#### ЦЕЛЬ УПРАЖНЕНИЯ:
Перепишите, пожалуйста, дословно отрывок из текста о монументальном искусстве Мексики, приведенного ниже: всё начиная со слов «Начало пятидесятых годов» и вплоть до слов «необъятное поле деятельности.».

VI

VI

Начало пятидесятых годов сулило небывалый расцвет монументальному искусству Мексики. По всей стране много и быстро строили. В городах, и прежде всего в столице, вырастали целые кварталы многоэтажных домов, здания контор, крытых рынков, театров, аэропортов, больниц, учебных заведений… В окрестностях Мехико, на холмистой равнине, покрытой застывшими волнами лавы, сооружался грандиозный комплекс Университетского городка.

Возникала новая — по-настоящему национальная архитектура, смело сочетающая ультрасовременные конструкции с формами древнего зодчества. Органическим элементом этой архитектуры становилась настенная живопись, которая не только украшала внутренние помещения, но и придавала удивительное своеобразие внешнему облику зданий. Казалось, перед художниками, изголодавшимися по стенам, открывается необъятное поле деятельности.

#### ИСХОДНЫЕ ДАННЫЕ:
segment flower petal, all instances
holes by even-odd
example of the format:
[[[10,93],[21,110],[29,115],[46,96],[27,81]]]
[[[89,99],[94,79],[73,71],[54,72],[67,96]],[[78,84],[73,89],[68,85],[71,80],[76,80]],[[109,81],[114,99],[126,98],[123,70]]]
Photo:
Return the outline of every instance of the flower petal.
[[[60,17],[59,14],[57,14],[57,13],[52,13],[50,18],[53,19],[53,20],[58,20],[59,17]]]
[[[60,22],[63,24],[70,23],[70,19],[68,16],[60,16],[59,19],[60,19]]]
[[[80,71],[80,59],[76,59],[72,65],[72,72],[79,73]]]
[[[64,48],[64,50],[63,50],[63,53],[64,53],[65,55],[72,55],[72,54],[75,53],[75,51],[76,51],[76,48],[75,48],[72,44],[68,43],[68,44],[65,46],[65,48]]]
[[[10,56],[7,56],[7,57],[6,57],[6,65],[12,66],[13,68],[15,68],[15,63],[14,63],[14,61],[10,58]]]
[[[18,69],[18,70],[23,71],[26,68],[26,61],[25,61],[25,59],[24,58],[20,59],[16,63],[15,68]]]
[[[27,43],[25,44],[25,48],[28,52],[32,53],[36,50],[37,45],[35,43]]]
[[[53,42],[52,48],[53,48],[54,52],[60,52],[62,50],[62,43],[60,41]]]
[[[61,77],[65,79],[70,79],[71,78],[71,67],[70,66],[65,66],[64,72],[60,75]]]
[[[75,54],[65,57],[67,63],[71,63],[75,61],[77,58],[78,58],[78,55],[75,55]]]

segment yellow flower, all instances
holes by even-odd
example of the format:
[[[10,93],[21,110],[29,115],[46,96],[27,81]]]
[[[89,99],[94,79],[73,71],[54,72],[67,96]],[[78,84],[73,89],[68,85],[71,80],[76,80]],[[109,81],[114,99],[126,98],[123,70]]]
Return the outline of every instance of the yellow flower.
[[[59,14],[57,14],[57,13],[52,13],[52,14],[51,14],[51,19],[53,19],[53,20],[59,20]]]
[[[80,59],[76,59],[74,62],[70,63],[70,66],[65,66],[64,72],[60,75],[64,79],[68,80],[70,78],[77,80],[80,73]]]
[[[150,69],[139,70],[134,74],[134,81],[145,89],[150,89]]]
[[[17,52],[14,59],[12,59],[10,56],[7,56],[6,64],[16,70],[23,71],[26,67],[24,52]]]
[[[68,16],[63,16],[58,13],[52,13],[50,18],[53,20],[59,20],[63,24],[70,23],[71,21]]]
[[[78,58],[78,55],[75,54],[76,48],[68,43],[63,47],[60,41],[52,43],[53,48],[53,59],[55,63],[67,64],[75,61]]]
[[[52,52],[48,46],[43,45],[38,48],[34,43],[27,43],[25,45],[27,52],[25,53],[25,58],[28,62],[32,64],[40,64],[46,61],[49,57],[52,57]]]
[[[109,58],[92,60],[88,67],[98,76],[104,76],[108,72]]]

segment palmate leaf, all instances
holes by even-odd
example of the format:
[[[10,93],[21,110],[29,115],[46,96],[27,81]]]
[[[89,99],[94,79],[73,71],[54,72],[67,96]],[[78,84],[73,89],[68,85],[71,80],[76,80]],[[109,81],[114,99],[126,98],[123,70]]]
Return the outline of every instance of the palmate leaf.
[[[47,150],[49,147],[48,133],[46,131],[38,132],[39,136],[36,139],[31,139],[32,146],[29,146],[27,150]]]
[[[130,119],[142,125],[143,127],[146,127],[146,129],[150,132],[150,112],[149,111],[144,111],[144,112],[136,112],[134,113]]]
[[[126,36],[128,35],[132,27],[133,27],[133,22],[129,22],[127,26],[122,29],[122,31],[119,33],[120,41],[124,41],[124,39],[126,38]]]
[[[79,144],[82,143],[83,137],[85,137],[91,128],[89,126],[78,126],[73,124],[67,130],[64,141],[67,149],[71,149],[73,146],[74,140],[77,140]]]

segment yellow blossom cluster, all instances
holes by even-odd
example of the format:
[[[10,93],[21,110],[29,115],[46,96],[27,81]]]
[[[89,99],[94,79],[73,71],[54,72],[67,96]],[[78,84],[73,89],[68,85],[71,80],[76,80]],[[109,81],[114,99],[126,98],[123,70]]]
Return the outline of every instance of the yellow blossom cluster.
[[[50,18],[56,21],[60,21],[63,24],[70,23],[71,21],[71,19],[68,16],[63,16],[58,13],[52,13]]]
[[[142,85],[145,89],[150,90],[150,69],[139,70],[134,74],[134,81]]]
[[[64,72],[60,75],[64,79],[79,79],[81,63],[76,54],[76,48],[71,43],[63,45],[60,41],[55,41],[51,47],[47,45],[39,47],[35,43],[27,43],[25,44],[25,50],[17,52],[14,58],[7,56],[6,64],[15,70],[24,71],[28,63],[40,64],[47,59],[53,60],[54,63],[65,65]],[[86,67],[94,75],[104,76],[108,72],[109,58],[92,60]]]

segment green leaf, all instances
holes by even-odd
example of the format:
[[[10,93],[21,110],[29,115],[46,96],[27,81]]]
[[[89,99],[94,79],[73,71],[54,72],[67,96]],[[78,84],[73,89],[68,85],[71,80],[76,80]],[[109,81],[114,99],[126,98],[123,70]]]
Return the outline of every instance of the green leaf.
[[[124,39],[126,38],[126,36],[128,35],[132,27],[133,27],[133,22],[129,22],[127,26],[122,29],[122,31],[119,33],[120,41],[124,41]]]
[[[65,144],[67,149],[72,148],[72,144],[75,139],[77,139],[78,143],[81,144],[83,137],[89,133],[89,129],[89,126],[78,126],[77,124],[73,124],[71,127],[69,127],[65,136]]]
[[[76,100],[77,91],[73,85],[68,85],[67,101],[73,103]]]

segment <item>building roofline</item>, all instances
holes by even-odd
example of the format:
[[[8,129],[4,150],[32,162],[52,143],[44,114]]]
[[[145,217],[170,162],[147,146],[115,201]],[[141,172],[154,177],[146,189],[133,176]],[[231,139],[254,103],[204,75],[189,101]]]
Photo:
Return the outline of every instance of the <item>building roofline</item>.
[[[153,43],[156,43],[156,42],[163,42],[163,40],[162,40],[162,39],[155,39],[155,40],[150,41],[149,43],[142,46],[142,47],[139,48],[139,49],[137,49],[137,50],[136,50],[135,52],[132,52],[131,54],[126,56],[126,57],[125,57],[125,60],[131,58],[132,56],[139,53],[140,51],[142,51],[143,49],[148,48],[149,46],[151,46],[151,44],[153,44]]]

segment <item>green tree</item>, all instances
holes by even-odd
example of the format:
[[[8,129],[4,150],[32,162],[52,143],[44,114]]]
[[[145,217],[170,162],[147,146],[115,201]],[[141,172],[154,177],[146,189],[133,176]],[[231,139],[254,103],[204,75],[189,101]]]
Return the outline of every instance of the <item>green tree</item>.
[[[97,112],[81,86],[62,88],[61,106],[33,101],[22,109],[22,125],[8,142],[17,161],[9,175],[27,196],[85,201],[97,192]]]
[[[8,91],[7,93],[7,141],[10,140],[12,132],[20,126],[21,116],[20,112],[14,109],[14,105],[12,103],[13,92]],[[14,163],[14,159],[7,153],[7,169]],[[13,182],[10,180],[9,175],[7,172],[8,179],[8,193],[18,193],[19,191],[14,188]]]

#### РЕШЕНИЕ ЗАДАНИЯ:
Начало пятидесятых годов сулило небывалый расцвет монументальному искусству Мексики. По всей стране много и быстро строили. В городах, и прежде всего в столице, вырастали целые кварталы многоэтажных домов, здания контор, крытых рынков, театров, аэропортов, больниц, учебных заведений… В окрестностях Мехико, на холмистой равнине, покрытой застывшими волнами лавы, сооружался грандиозный комплекс Университетского городка.

Возникала новая — по-настоящему национальная архитектура, смело сочетающая ультрасовременные конструкции с формами древнего зодчества. Органическим элементом этой архитектуры становилась настенная живопись, которая не только украшала внутренние помещения, но и придавала удивительное своеобразие внешнему облику зданий. Казалось, перед художниками, изголодавшимися по стенам, открывается необъятное поле деятельности.